_TASK DIRECTIONS_
Convert the rows below into a JSON array of strings, one string per line, skipping any blank lines.

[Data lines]
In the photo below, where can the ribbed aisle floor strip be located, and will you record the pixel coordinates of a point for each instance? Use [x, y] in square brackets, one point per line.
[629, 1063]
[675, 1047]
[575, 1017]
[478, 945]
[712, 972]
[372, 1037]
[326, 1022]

_RESULT_
[
  "In the photo below, where can the ribbed aisle floor strip be located, and will you record the pixel coordinates of a point for each instance? Use [x, y] in square brackets, one point per line.",
  "[629, 1063]",
  "[675, 1047]",
  "[575, 1017]",
  "[478, 945]",
  "[712, 972]",
  "[372, 1037]",
  "[326, 1022]"
]